Reading text -
Skip to content

Add input sanitization for user-provided column names, file paths, and parameters #28

@AliiiBenn

Description

@AliiiBenn

Title: Add input sanitization for user-provided column names, file paths, and parameters

Problem Description

The excel-toolkit does not sanitize user-provided column names, sheet names, file paths, or other parameters. This allows potential injection attacks, crashes, or unexpected behavior.

Current Behavior

Throughout the codebase, user input is used directly without sanitization:

# commands/filter.py - Line 76
col_list = [c.strip() for c in columns.split(",")]
# No validation of column names

# commands/common.py
def resolve_column_references(columns: list[str], df: pd.DataFrame):
    # No validation before using column names

Attack Vectors

1. SQL/Code Injection in column names

# Attacker provides malicious column name
xl filter data.xlsx "'; DROP TABLE users; --' == 'value'"

# Or for column selection
xl select data.xlsx --columns "id,'; DROP TABLE users; --'"

2. Path traversal attacks

# Attacker uses path traversal
xl transform "../../../../etc/passwd" --col "Amount" --expr "Amount * 2"

# Or for output
xl filter data.xlsx "age > 30" --output "../../../malicious.xlsx"

3. Sheet name injection

xl select data.xlsx --sheet "../../malicious" --columns "id,name"

4. Command injection in parameters

# If parameters are used in shell commands
xl export data.xlsx --output "file.xlsx; rm -rf /"

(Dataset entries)
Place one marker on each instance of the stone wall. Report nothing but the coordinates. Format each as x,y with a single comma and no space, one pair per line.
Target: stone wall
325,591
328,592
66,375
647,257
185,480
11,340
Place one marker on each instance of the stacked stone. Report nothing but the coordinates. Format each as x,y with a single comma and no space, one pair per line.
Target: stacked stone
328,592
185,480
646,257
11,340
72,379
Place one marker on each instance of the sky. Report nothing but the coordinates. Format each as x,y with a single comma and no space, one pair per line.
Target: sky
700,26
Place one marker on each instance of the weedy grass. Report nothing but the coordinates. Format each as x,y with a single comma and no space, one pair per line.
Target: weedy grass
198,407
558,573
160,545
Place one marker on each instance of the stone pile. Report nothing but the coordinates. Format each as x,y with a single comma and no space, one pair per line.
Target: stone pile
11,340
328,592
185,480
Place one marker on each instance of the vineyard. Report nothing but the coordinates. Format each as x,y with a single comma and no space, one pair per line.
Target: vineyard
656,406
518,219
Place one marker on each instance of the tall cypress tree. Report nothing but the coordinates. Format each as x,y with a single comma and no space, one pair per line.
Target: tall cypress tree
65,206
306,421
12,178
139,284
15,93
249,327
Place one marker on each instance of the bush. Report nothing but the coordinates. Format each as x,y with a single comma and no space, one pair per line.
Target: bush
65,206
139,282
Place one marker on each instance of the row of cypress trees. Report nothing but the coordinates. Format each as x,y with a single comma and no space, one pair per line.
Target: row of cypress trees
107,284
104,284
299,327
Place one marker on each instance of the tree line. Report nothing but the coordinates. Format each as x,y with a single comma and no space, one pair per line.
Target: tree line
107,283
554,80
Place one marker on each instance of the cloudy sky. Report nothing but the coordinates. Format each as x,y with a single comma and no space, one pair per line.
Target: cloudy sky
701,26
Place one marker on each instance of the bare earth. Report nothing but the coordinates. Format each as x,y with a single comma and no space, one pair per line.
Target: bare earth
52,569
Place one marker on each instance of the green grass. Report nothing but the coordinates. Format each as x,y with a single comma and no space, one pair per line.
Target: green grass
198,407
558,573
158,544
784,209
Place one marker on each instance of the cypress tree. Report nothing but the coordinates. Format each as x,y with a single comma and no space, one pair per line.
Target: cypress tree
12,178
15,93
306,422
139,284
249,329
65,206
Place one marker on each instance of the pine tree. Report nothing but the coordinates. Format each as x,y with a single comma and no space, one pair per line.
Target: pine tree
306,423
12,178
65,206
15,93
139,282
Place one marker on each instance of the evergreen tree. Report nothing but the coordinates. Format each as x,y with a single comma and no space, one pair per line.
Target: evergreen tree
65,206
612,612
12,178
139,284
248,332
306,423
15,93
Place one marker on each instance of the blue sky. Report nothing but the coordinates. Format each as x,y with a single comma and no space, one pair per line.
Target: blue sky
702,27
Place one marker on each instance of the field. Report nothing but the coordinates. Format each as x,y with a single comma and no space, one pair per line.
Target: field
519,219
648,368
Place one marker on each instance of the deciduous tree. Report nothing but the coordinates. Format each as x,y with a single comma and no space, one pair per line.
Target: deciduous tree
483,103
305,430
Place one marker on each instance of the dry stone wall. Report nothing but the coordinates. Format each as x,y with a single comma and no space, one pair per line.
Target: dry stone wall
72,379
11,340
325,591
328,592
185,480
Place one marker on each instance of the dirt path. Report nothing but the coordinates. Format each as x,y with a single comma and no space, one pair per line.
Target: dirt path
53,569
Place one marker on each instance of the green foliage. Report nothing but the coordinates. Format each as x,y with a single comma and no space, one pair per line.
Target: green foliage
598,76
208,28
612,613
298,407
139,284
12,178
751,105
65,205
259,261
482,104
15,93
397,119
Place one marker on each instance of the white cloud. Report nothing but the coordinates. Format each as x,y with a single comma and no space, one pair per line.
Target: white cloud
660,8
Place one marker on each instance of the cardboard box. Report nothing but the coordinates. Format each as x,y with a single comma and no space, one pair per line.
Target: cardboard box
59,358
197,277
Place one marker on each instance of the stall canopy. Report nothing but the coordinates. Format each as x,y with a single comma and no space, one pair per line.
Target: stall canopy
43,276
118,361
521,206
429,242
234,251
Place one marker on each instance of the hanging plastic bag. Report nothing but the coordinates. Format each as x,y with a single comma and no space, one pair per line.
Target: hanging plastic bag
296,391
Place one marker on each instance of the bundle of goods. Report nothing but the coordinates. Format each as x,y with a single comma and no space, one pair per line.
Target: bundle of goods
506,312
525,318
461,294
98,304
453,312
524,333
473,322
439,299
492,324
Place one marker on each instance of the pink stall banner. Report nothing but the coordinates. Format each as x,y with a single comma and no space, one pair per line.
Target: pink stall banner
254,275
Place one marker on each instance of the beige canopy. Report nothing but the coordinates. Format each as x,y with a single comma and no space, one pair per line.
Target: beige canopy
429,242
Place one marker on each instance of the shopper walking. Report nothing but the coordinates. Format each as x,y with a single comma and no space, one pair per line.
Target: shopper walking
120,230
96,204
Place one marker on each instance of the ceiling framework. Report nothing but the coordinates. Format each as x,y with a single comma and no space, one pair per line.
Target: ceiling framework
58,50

Exercises -
1) According to the issue on input sanitization, why is it a problem that the excel-toolkit uses user-provided column names, sheet names, file paths, and parameters directly? Answer in one to three sentences.
2) Count the lines of the records that contain the word "weedy", and give only the number.
The text and the records have no connection to each other.

Results in order -
1) The toolkit does not sanitize these inputs before using them. This leaves it open to potential injection attacks, crashes, or unexpected behavior.

2) 2